Exercise task 1: In the rows below, return word for word the lines from the one containing "Pin the blue and" through the end of the rows.
= = =
Orestone Mining Corp. (TSX Venture Exchange–Symbol: ORS) (the “Company”) is pleased to report that the non-brokered private placement announced on September 25 and amended September 27, 2012 has been increased from $1,750,000 to $2,00,000. Under the revised terms the $2,000,000 non-brokered private placement will consist of a maximum of 16,625,000 units (“Units”) at a price of $0.10 per Unit and a maximum of 2,700,000 units (“Flow-Through Units”) at a price of $0.125 per Flow-Through Unit for aggregate gross proceeds of up to $2,000,000 (the “Private Placement”). Each Unit will consist of one common share of the Company and one-half of one common share purchase warrant (each whole common share purchase warrant, an “A Warrant”). Each A Warrant will be exercisable for one common share of the Company at a price of $0.15 for one year from the date of issuance. Each Flow-Through Unit will consist of one common share of the Company to be issued on a “flow-through” basis pursuant to the Income Tax Act (Canada) and one-half of one common share purchase warrant (each whole common share purchase warrant, a “B Warrant”). Each B Warrant will be exercisable for one common share of the Company at a price of $0.17 for one year from the date of issuance.
= = =
Exercise task 2: Turn the paragraph of the announcement that begins "Orestone Mining Corp." into a short list of its main facts.

Records from a dataset:
= = =
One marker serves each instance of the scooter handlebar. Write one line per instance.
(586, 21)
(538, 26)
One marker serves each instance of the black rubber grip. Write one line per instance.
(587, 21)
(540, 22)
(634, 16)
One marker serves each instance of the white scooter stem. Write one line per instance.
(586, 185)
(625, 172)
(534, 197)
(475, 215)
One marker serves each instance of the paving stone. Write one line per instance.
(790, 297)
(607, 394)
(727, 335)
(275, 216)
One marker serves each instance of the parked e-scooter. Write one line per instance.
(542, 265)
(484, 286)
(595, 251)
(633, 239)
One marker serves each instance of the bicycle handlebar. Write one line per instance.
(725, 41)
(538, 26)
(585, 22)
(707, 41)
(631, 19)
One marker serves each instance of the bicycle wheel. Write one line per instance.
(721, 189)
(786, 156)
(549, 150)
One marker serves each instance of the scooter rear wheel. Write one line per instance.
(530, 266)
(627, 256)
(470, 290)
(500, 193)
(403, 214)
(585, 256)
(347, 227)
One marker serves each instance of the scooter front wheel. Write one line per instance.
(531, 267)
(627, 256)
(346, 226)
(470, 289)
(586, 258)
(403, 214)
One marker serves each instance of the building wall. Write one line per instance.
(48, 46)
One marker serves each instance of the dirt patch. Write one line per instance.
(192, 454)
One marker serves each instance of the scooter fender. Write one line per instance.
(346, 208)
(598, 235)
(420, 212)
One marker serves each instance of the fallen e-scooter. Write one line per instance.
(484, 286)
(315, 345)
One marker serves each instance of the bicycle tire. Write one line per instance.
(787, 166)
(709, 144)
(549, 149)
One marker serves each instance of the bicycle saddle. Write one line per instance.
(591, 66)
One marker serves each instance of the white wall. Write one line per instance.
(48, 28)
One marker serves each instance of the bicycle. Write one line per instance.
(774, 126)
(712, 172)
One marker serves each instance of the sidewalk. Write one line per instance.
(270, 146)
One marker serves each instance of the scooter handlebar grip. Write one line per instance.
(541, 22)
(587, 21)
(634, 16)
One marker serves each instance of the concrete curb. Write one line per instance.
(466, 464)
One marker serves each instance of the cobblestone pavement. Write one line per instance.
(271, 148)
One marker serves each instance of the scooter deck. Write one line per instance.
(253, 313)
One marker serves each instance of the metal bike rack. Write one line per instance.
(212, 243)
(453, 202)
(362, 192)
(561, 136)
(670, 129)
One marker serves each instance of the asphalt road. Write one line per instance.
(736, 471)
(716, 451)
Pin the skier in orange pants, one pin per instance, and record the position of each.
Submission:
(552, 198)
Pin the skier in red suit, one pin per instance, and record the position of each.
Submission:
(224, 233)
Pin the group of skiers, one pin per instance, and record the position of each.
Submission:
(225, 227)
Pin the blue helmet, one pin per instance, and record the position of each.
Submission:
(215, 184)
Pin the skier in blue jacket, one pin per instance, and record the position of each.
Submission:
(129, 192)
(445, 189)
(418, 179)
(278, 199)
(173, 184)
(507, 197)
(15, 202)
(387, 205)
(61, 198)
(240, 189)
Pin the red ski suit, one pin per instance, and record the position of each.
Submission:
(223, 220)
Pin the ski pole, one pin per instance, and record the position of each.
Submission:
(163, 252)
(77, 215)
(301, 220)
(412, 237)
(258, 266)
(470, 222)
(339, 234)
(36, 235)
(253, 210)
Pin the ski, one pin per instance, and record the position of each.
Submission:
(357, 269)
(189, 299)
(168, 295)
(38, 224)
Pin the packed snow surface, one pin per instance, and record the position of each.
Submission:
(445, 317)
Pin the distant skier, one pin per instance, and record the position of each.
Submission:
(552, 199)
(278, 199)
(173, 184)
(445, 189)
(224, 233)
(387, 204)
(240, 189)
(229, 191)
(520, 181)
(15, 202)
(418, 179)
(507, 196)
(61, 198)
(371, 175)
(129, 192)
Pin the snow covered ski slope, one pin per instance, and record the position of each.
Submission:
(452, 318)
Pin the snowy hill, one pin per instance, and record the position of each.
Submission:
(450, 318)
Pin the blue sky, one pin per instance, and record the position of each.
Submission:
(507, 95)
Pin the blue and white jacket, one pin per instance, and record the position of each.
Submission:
= = =
Correct response 1:
Pin the blue and white jacket, one pin per instance, and record the position of each.
Submission:

Correct response 2:
- Orestone Mining Corp. (TSX Venture Exchange: ORS) has increased its non-brokered private placement, announced September 25 and amended September 27, 2012, from $1,750,000 to $2,000,000 in total gross proceeds.
- The placement offers up to 16,625,000 Units at $0.10 each.
- It also offers up to 2,700,000 Flow-Through Units at $0.125 each.
- Each Unit consists of one common share and one-half of an A Warrant. Each whole A Warrant can be exercised for one common share at $0.15 for one year from issuance.
- Each Flow-Through Unit consists of one common share issued on a flow-through basis under the Income Tax Act (Canada) and one-half of a B Warrant. Each whole B Warrant can be exercised for one common share at $0.17 for one year from issuance.